(Source data)
---

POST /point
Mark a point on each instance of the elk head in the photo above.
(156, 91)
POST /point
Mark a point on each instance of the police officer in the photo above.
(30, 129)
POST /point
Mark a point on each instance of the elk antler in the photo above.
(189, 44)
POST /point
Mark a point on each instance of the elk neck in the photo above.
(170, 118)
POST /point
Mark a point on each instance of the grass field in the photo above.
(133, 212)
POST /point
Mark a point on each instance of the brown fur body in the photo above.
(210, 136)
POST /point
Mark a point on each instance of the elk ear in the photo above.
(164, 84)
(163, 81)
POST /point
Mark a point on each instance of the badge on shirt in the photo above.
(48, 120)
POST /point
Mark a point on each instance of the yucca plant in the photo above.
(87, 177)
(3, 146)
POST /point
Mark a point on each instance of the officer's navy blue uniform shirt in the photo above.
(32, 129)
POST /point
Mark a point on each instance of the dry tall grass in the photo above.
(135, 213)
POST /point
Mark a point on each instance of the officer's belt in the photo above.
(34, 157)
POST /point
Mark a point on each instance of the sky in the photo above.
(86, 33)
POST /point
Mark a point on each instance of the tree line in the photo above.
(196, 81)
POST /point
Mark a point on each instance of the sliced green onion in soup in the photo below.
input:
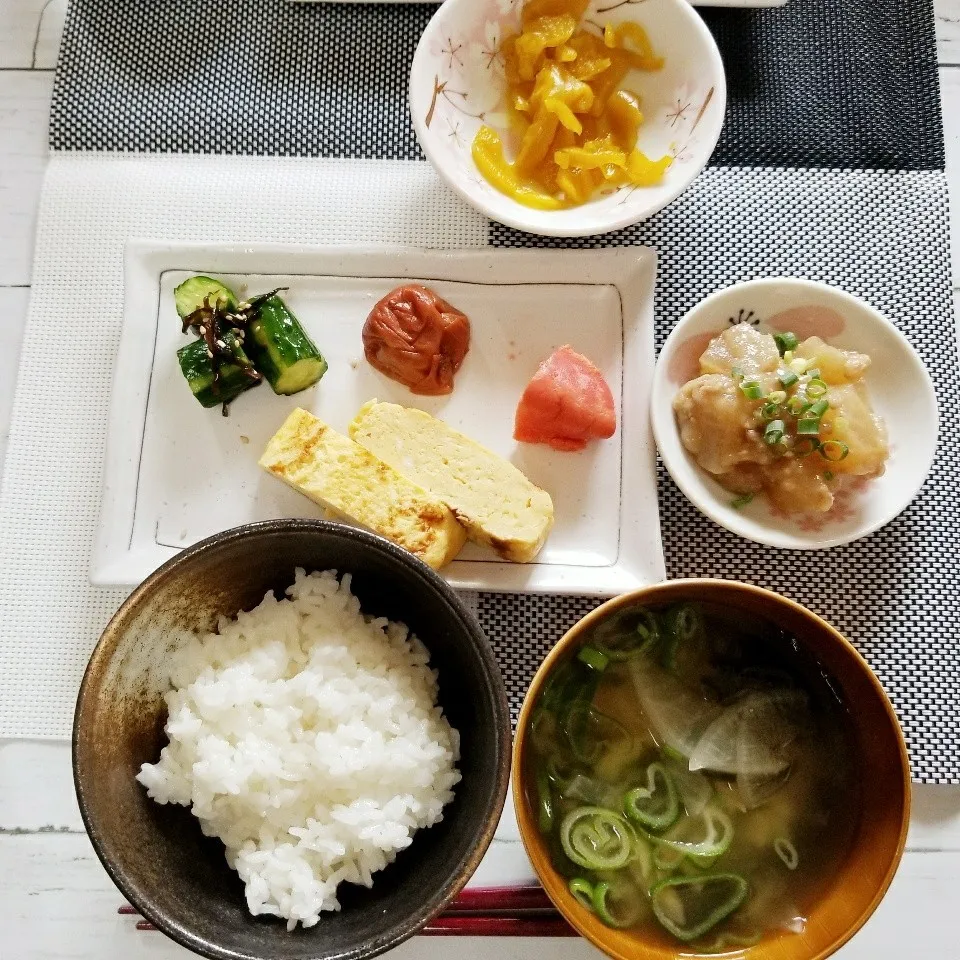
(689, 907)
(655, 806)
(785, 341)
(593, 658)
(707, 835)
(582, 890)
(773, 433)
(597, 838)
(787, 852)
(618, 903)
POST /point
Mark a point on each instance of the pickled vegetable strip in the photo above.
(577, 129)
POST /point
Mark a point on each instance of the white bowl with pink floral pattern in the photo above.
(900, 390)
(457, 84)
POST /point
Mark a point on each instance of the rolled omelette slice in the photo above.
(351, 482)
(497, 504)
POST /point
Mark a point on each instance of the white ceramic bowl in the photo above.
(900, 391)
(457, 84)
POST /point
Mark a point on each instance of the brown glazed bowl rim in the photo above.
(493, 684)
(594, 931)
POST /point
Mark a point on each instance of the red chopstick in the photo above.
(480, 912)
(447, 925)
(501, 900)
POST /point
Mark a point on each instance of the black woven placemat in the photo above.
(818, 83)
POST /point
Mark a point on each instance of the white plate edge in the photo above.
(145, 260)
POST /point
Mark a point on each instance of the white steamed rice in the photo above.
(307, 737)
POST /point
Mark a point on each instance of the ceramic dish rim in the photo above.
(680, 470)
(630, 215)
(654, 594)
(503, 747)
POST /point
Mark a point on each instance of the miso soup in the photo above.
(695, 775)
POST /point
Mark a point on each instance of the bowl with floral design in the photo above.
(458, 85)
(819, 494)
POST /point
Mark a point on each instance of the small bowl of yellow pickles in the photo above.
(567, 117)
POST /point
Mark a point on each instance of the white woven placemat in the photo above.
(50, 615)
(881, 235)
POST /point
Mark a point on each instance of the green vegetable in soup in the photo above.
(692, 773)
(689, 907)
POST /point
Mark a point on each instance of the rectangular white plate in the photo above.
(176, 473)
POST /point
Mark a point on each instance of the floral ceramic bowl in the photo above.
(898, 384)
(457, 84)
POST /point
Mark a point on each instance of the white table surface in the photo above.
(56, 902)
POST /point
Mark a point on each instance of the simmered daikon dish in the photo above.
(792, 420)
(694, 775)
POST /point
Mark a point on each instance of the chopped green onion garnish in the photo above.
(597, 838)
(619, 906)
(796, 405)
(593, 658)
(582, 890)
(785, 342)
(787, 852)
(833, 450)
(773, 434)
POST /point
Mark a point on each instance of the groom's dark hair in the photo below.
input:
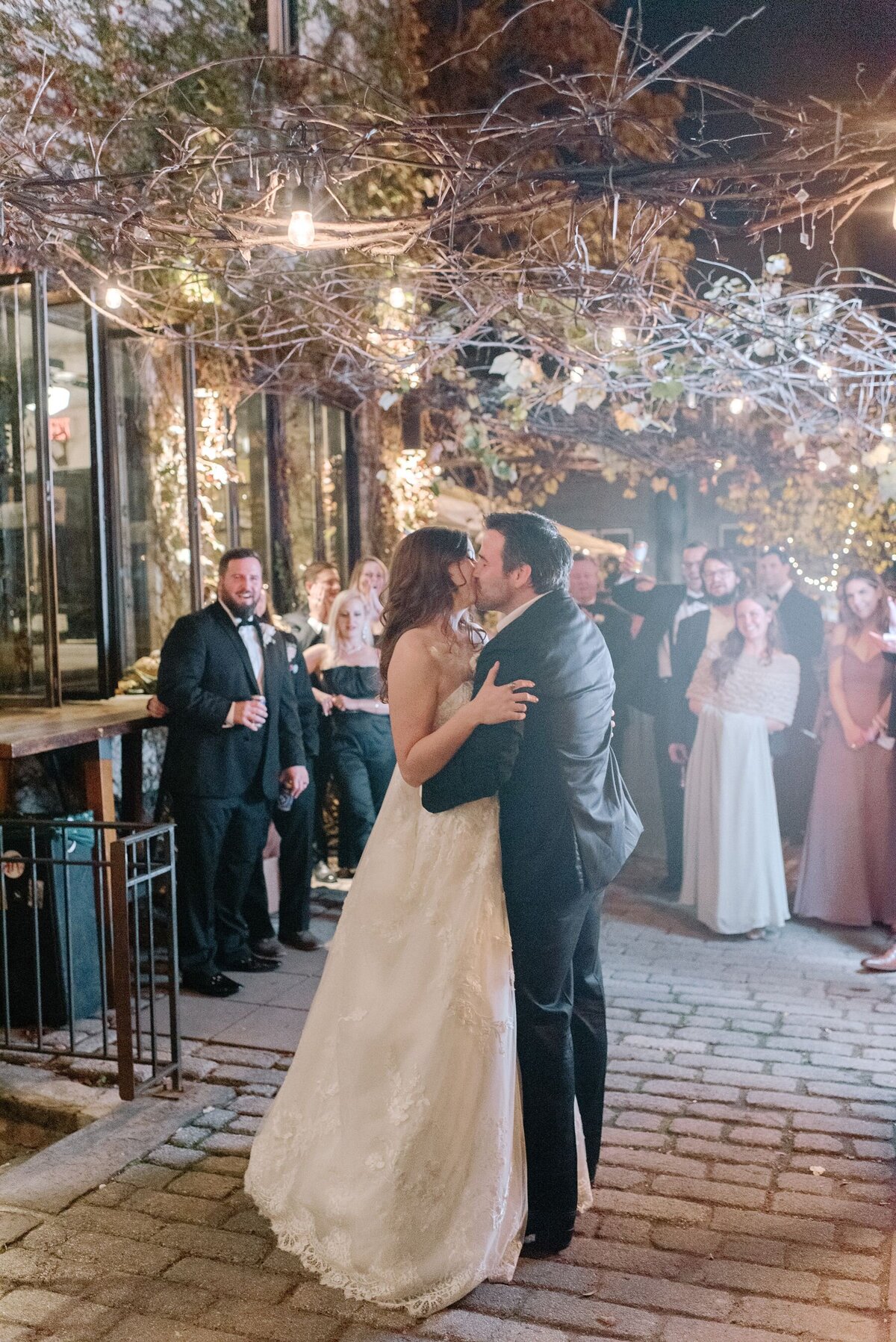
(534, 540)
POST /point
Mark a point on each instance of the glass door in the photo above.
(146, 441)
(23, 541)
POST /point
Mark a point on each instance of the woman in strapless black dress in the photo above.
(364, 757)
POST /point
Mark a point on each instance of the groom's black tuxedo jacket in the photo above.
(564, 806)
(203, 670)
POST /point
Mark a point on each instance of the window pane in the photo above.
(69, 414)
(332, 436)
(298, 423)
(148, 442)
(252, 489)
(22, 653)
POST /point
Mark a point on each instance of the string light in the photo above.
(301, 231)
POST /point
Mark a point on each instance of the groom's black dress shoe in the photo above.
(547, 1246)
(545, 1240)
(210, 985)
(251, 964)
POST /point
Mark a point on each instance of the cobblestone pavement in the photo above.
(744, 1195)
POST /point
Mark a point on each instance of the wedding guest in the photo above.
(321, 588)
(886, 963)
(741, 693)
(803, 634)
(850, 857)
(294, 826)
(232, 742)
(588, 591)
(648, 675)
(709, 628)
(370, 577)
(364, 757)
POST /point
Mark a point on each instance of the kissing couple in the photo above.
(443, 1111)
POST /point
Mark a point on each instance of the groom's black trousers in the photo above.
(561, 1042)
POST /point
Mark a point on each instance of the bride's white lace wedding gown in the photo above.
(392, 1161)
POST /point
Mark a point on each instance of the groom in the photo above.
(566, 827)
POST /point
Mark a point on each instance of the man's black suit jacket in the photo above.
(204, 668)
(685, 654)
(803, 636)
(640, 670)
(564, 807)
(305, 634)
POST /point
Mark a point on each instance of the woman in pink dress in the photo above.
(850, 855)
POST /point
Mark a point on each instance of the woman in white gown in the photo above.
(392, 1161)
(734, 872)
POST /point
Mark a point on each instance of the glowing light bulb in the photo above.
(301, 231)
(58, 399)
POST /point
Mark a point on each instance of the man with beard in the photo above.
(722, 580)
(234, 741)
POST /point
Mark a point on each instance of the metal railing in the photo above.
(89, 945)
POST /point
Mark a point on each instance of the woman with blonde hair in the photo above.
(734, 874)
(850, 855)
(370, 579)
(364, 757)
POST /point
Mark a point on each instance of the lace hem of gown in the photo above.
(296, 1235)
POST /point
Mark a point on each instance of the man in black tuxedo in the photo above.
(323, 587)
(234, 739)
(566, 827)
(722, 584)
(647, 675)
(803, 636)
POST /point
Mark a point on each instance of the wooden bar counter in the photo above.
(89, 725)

---

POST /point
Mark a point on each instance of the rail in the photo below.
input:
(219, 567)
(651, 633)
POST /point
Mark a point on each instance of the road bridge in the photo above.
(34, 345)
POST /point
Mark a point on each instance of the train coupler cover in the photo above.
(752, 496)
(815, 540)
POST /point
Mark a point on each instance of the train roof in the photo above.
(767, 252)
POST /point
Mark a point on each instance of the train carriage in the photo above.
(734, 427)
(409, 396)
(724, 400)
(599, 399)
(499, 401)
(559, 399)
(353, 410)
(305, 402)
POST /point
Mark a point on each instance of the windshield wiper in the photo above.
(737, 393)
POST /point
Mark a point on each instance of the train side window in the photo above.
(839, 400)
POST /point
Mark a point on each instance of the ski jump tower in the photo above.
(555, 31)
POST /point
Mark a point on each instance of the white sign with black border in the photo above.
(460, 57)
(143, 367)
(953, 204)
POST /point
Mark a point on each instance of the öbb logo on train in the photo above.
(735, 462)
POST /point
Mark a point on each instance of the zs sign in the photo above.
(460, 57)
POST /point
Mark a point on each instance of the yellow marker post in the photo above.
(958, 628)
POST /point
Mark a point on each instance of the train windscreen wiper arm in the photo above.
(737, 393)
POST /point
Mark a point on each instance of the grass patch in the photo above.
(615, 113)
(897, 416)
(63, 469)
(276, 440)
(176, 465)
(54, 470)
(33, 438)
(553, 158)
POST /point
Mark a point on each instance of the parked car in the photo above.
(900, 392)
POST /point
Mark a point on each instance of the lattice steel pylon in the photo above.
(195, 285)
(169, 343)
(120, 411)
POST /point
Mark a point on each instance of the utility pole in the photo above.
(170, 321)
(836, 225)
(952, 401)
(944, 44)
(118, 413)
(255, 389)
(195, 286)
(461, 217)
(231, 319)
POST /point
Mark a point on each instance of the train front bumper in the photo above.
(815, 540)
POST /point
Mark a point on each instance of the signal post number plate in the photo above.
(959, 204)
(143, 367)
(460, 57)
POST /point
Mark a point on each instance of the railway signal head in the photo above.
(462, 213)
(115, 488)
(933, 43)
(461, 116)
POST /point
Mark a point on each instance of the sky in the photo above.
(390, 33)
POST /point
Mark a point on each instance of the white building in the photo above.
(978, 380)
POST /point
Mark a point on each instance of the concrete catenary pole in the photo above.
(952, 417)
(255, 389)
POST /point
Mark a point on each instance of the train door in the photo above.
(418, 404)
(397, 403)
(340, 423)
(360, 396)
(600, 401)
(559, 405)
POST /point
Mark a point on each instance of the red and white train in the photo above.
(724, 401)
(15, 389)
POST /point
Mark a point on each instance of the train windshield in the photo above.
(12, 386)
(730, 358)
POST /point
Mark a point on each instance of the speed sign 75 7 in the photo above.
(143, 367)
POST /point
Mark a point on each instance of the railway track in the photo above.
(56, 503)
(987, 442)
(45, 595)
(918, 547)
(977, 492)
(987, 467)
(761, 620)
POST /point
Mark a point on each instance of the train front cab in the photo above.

---

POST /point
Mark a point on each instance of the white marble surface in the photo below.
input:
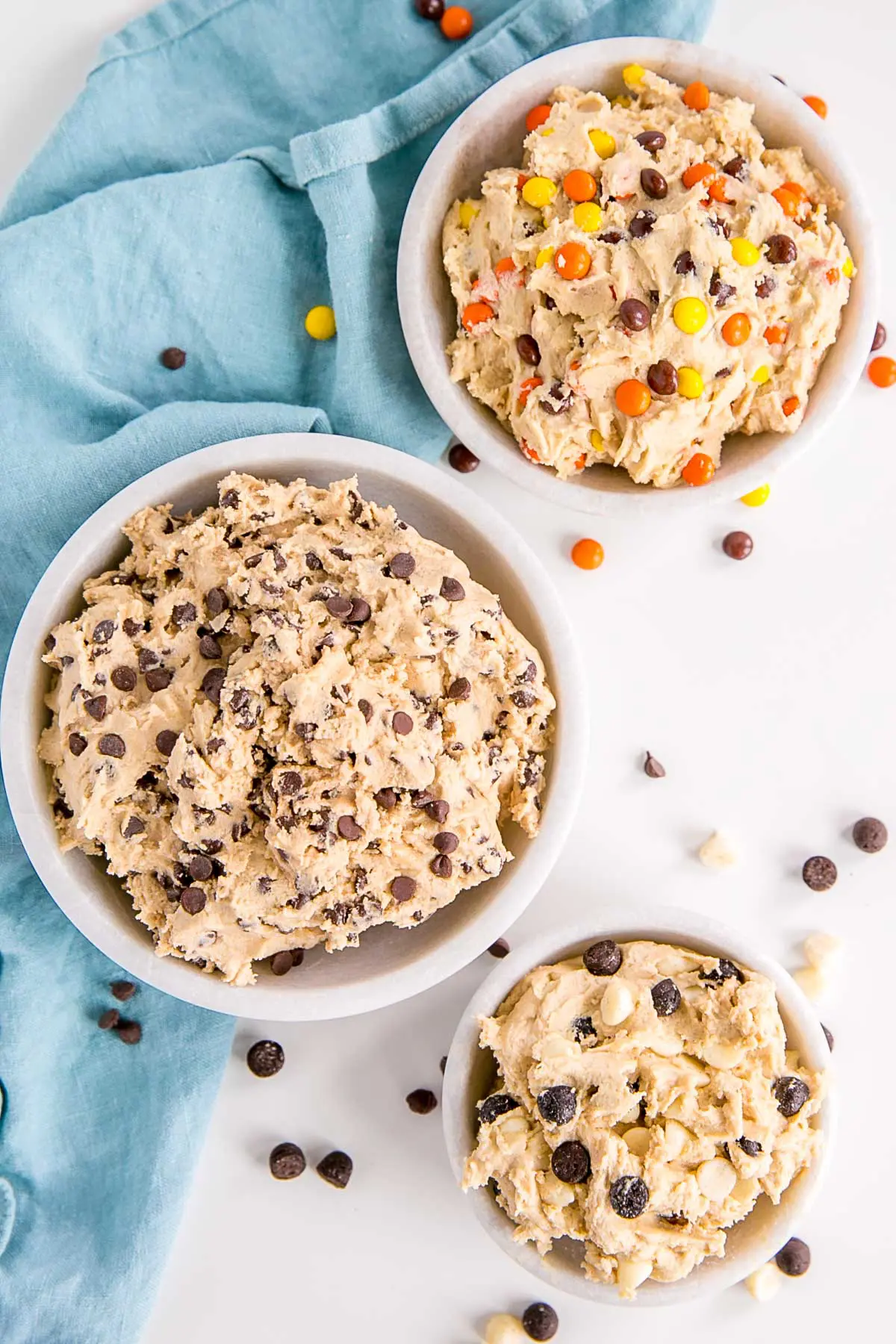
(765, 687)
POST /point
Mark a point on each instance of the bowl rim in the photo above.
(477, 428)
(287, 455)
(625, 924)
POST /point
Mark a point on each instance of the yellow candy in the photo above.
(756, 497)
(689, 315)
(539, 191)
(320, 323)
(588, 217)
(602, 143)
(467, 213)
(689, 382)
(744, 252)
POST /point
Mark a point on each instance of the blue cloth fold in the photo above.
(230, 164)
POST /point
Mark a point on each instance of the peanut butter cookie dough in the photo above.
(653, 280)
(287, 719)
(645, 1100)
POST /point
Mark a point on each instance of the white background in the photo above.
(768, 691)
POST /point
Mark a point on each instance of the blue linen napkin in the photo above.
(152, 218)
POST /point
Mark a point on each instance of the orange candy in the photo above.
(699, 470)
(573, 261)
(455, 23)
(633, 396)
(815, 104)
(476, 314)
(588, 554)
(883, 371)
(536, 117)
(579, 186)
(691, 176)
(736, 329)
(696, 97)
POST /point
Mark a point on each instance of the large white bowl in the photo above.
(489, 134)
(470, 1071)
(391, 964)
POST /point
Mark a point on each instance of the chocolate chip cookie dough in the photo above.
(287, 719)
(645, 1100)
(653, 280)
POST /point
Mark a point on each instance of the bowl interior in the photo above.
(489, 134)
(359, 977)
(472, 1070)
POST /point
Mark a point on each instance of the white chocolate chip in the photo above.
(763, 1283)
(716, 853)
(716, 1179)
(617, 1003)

---

# Your objective
Wherever a line in the entries holds "below", copy that line.

# Expected output
Mark a point on each instance of the sliced green onion in soup in the photo below.
Mark a point on each instance of the groom's dark hair in the photo below.
Mark a point on each instance of the rail in the photo below.
Mark a point on each instance of the white marble surface in the photo below.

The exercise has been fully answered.